◆ **Study text**:
----

            It’s the second point I’ve been reflecting on quite a bit lately. This morning, while I was out on my walk, I sat in the woods for a while and contemplated impermanence. All of the new leaves popping out on the trees, and the multitudes of blossoms on the fruit trees clearly illustrate the cycle of death and rebirth. We humans go through this process, too, I reminded myself.  Just like the leaves, we all die. And even though I think about the death of leaves in terms of the cycle of seasons, I know full well that leaves on trees can die at any time of year. At any moment, even. For example, if a tornado rips through and uproots a tree. So, I can contemplate a maple tree and admit that the concept of the uncertainty of the time of death applies to it, too.

            But trees are one thing, and our own human lives are quite another. Sitting in the woods this morning, amidst infinite proofs of the cycle of death and rebirth, I found myself unable to utter the phrase, “I will die today.” Even, “I will probably die today,” was beyond me. What I was able to manage was this: “I might die today.” That felt challenging enough right then. It wasn’t that I didn’t believe it was possible for me to die today. No. It was precisely the fact that I did believe it that brought the lump into my throat when I contemplated saying that phrase out loud. I recalled the list Lama Tsong-kha-pa provides of so many of the things that can kill us. I won’t enumerate them here. You can imagine lots of them yourself, I think. I sure can. The point is, that, as Tsong-kha-pa says, “the causes of death are very many and the causes of life few”. Yikes. Tsong-kha-pa goes on to quote a couplet from Nagarguna’s “Precious Garland”, that sums up the situation quite succinctly: “You dwell among the causes of death/Like a butter lamp standing in a strong breeze.”  As much as I feel a deep-down resistance to accepting this fact, it’s true.  I’m going to die, and my death can happen at any moment, brought about by one of a nearly infinite number of causes. A nearly infinite number. Not just COVID-19. This last point is what I’ve been contemplating most the past couple of days.
----
◆ **Exercise aim**:
In the passage on impermanence, what does the quoted couplet from Nagarguna's "Precious Garland" compare a person dwelling among the causes of death to?

◆ **Recorded information**:
----
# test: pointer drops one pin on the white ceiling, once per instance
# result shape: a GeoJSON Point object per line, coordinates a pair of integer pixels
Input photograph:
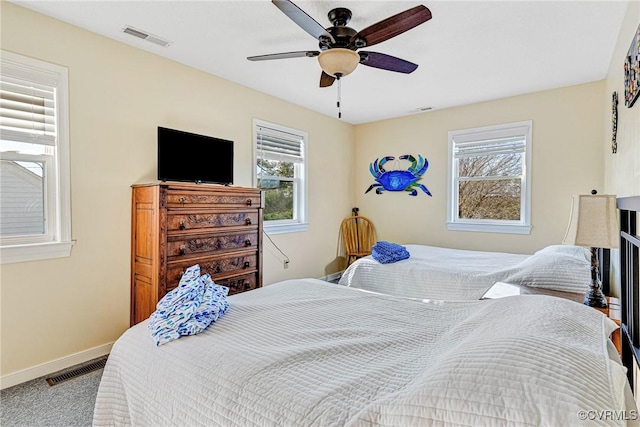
----
◆ **Exercise response**:
A butter lamp standing in a strong breeze.